──────── Teks yang Diberikan ────────
Baca berita tanpa iklan. Gabung Kompas.com+
S Aji
Penulis di Kompasiana

Blogger Kompasiana bernama S Aji adalah seorang yang berprofesi sebagai Freelancer. Kompasiana sendiri merupakan platform opini yang berdiri sejak tahun 2008. Siapapun bisa membuat dan menayangkan kontennya di Kompasiana.

Dua Sumbangsih Warung Kecil beserta Kenangan-Kenangannya

Kompas.com - 20/11/2023, 15:56 WIB

Konten ini merupakan kerja sama dengan Kompasiana, setiap artikel menjadi tanggung jawab penulis dan tidak mewakili pandangan redaksi Kompas.com

Ketika menghabiskan waktu di Jawa Timur pada tahun 2014, perjumpaan saya dengan jaringan minimarket semakin akrab. Pada masa itu di saat bersamaan gerai pertama minimarket dibuka di Manado.

Jika dibandingkan dengan yang terjadi di Jawa Timur, seperti katakanlah di Malang, Manado memang mengalami "ketertinggalan" sekitar 14 tahun. Pasalnya, Malang telah memiliki gerai minimarket sejak 22 April 2000.

Sementara untuk gerai minimarket pertama sendiri telah dibuka di Ancol, Jakarta Utara sejak 20 Juni 1988.

Sejak perkenalan dan perjumpaan saya dengan jaringan minimarket ini, rasanya ada daya dorong lain yang menggerakkan desa-desa menuju kota, selain proyek ambisius seperti pembangunan mal, perhotelan, dan perumahan kelas menengah.

Pada masa sekarang, tenaga dorong yang menyeragamkan itu berhubungan dengan konsumsi barang-barang keperluan yang sebelumnya tidak cukup dilayani warung tradisional.

Atau dengan kata lain rangkaian konsumsi kolektif yang dinamis ini adalah upaya memindahkan apa yang membentuk preferensi seseorang sebagai penduduk kota ke desa-desa. Apalagi, jaringan minimarket itu belakangan menyediakan layanan transaksi non-tunai.

Oleh karenanya, kehadiran jaringan gerai minimarket ini akan memberi perubahan pada pola konsumsi orang desa, di samping juga jenis barang yang ditawarkan lebih beragam.

Di lain sisi, bisa juga dikatakan bahwa sejarah perkembangan jaringan minimarket ini menandai gerak ekspansi dari Barat ke Timur.

Ia menandai kisah pergerakan dari pusat (centre) ke pinggiran (periphery), dari wilayah yang padat ke wilayah yang sepi. Dalam ekspansi inilah, kita melihat nasib surut dari warung-warung tradisional yang umumnya berada di sekitar pemukiman.
────────
> _Soal yang Diberikan 1_:
Salin ulang kata demi kata bagian artikel tentang minimarket dan warung dari "Ketika menghabiskan waktu" sampai "dilayani warung tradisional.".
> _Soal yang Diberikan 2_:
Sebutkan semua nama tempat di Indonesia yang disebut dalam artikel tentang minimarket dan warung.
> _Soal yang Diberikan 3_:
Lanjutkan artikel tentang minimarket dan warung dari kalimat terakhirnya.
──────── Daftar ────────
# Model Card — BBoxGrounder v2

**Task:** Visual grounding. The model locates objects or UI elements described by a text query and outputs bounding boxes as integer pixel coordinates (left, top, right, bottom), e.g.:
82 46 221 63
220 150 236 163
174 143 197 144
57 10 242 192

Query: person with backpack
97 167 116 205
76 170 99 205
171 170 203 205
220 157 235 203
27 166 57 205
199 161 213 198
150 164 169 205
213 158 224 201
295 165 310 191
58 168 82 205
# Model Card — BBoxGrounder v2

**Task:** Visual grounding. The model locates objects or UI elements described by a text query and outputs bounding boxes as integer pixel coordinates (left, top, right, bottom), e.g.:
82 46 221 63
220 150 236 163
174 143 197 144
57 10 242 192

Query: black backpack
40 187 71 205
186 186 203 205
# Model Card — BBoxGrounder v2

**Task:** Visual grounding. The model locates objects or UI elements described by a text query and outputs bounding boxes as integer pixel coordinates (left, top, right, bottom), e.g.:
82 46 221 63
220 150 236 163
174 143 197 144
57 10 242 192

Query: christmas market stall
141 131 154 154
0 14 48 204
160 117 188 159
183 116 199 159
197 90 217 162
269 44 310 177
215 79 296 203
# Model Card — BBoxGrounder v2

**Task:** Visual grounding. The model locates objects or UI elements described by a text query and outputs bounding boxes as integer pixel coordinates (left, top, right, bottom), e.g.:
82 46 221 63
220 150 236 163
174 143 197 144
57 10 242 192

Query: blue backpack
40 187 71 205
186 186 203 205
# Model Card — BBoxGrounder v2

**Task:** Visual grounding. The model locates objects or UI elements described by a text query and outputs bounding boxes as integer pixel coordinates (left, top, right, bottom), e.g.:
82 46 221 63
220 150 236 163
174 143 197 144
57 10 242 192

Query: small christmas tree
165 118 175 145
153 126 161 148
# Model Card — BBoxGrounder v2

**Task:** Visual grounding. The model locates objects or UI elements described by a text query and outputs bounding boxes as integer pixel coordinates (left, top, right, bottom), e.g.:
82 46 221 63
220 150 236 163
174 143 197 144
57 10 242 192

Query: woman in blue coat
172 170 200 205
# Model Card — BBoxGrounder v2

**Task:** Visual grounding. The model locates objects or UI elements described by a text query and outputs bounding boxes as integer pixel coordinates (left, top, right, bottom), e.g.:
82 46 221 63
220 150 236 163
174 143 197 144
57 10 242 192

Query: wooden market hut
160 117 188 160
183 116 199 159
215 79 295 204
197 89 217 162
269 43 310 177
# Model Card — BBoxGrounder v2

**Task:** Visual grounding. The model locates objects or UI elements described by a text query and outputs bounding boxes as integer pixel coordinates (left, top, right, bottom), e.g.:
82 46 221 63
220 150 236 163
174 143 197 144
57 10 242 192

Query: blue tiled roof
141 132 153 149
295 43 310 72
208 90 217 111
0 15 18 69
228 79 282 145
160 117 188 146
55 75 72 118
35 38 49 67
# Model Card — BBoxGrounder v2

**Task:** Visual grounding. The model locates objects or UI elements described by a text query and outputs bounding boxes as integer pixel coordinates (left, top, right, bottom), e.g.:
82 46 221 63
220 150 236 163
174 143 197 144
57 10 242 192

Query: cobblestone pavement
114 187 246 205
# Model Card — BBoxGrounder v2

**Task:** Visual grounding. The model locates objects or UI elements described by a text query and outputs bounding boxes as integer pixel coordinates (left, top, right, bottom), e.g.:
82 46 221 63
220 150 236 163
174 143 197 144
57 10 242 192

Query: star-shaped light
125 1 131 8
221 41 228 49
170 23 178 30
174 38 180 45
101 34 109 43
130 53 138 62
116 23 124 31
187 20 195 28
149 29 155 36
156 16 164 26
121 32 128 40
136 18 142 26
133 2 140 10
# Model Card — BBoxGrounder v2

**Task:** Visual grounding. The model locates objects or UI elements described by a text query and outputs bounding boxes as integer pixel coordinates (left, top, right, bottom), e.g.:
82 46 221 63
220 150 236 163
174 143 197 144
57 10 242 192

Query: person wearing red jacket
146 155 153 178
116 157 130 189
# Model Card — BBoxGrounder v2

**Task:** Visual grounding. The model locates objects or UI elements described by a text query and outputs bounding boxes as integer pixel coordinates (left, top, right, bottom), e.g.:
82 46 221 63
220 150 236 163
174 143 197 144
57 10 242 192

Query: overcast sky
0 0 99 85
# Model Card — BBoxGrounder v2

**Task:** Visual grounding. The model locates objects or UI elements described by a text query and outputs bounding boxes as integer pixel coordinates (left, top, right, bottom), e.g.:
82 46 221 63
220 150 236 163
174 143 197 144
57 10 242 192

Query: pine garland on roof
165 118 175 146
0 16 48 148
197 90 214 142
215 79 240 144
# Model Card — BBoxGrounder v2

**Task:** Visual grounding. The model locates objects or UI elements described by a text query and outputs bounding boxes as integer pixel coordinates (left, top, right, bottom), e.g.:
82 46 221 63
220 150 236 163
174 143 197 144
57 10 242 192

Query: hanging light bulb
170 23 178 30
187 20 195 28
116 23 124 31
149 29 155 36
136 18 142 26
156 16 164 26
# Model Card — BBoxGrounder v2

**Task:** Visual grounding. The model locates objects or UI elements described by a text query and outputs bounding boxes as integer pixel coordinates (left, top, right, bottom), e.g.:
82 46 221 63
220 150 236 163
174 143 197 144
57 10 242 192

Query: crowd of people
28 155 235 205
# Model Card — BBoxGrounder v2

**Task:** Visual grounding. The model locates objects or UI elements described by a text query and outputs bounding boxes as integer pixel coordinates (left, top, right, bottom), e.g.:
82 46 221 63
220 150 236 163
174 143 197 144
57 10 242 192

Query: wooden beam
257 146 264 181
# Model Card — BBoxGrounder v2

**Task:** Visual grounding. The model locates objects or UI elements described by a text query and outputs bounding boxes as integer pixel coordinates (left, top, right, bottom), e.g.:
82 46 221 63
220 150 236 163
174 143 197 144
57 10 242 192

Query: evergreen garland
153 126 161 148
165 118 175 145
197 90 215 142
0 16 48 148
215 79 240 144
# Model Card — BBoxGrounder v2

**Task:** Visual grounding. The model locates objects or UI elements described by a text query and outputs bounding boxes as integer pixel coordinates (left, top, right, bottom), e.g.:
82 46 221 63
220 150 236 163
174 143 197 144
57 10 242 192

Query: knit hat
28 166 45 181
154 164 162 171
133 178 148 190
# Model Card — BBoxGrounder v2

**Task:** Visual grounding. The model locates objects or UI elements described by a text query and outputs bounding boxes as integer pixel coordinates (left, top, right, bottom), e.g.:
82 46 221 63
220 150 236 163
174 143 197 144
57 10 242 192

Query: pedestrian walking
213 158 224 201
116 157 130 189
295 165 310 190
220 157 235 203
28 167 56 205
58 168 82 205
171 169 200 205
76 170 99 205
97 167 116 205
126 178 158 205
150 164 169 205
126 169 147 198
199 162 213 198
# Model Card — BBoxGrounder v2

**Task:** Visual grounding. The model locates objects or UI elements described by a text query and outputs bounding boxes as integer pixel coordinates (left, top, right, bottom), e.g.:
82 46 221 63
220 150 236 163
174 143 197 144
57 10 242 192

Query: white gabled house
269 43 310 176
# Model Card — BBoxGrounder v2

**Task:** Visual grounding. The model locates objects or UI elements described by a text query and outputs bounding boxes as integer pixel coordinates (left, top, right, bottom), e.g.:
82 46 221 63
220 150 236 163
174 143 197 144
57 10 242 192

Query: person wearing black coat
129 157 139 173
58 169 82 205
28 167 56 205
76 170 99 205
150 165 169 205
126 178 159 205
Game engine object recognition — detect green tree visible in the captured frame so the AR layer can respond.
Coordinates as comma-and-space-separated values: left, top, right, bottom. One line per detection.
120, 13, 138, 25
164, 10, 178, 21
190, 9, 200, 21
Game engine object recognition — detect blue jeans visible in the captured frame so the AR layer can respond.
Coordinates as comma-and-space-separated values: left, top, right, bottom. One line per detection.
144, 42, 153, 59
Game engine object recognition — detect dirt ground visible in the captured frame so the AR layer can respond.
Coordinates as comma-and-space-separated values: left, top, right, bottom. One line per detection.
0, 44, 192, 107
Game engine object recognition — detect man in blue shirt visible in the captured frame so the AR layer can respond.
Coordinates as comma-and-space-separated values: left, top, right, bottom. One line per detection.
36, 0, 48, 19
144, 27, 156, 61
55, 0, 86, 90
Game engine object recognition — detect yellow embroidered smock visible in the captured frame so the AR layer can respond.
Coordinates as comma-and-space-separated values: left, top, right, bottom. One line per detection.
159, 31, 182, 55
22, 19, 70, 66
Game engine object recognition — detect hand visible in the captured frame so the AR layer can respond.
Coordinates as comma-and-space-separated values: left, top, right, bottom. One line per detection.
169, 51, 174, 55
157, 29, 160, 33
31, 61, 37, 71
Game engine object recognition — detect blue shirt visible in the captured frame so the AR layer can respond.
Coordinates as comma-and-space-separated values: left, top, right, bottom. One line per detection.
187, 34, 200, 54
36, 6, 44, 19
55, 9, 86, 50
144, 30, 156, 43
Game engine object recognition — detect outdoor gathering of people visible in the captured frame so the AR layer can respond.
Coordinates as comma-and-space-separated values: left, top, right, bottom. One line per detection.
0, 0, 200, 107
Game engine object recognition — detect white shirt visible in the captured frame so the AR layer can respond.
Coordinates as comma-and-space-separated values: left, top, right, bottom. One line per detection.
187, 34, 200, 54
────────
> _Hasil Latihan 1_:
Ketika menghabiskan waktu di Jawa Timur pada tahun 2014, perjumpaan saya dengan jaringan minimarket semakin akrab. Pada masa itu di saat bersamaan gerai pertama minimarket dibuka di Manado.

Jika dibandingkan dengan yang terjadi di Jawa Timur, seperti katakanlah di Malang, Manado memang mengalami "ketertinggalan" sekitar 14 tahun. Pasalnya, Malang telah memiliki gerai minimarket sejak 22 April 2000.

Sementara untuk gerai minimarket pertama sendiri telah dibuka di Ancol, Jakarta Utara sejak 20 Juni 1988.

Sejak perkenalan dan perjumpaan saya dengan jaringan minimarket ini, rasanya ada daya dorong lain yang menggerakkan desa-desa menuju kota, selain proyek ambisius seperti pembangunan mal, perhotelan, dan perumahan kelas menengah.

Pada masa sekarang, tenaga dorong yang menyeragamkan itu berhubungan dengan konsumsi barang-barang keperluan yang sebelumnya tidak cukup dilayani warung tradisional.

> _Hasil Latihan 2_:
Jawa Timur, Manado, Malang, Ancol, Jakarta Utara

> _Hasil Latihan 3_:
Tidak sedikit warung-warung kecil yang kemudian tumbang karena kalah saing dengan kemunculan gerai minimarket. Atau jikapun bisa bertahan, mereka akan menggunakan cara yang dibisa-bisakan.

Seperti alunan musik yang getir di pusat napas jelata. Mati segan, hidup ogah-ogahan. Hingga yang tersisa adalah kenang-kenangannya.

Dalam rangka membicarakan kenangan-kenangan itulah, warung kecil sejatinya bukanlah sebuah toko dalam artian fisik dan ekonomi belaka. Pada konteks ini, ia merupakan sebuah tempat yang difungsikan untuk menjual barang-barang keperluan sehari-hari di sebuah permukiman penduduk.

Lebih dari itu, warung sederhana ini juga berperan sebagai unit sosial yang mengantarai hubungan-hubungan sosial yang saling percaya, akrab, dan karena itu harmonis.

"Percakapan tentang keberadaan, nasib, dan kenangan terhadap warung-warung kecil yang berjasa lantas musnah adalah membicarakan bagaimana masyarakat tumbuh dan patah."

Bagi saya, paling tidak ada dua sumbangsih warung kecil ini yang akan selalu membekas dalam ingatan.

Pertama, ketika warung sederhana ini berfungsi menjaga masa kecil yang menyenangkan, ketika ia menjadi tempat untuk berutang apa saja, terutama jajanan.

Ketika masih tinggal di Perumnas IV, Jayapura, warung kecil ini hanya berjarak 50 meter dari rumah. Warung ini dimiliki oleh suami istri dari Toraja dan Minahasa; keluarga Kristiani yang taat dengan satu anak lelaki.

Karena ibu saya selalu harus ke sekolah pagi-pagi sekali dan pulang menjelang sore, maka tidak tersedia cukup waktu untuk menyiapkan makanan. Kecuali menanak nasi dengan sayur dan sambal.

Oleh karenanya di rumah tak memiliki cukup lauk, maka ibu saya selalu berpesan untuk selalu ambil di (warung) Mama Rizki jika perlu apa-apa.

Jadi, sesekali saya pergi ke warung milik Mama Rizki. Kebanyakan, seingat saya, untuk mengambil mi instan dan telur. Hanya perlu direbus sebentar dan siap disantap. Kemudian di setiap akhir bulan, ketika negara sudah membayar lelah ibu saya, utang-utang itu dibereskan.

Seiring berjalannya waktu, cerita perjumpaan hingga pada akhirnya perpisahan, Ibu saya tetap memelihara komunikasi dengan pemilik warung yang baik hati itu. Bahkan, Ibu saya yang sudah bermukim di Kulonprogo, Yogyakarta tetap tahu jika si Rizki anak pemilik warung sudah bekerja di sebuah bank dan menetap di sebuah kota di Papua.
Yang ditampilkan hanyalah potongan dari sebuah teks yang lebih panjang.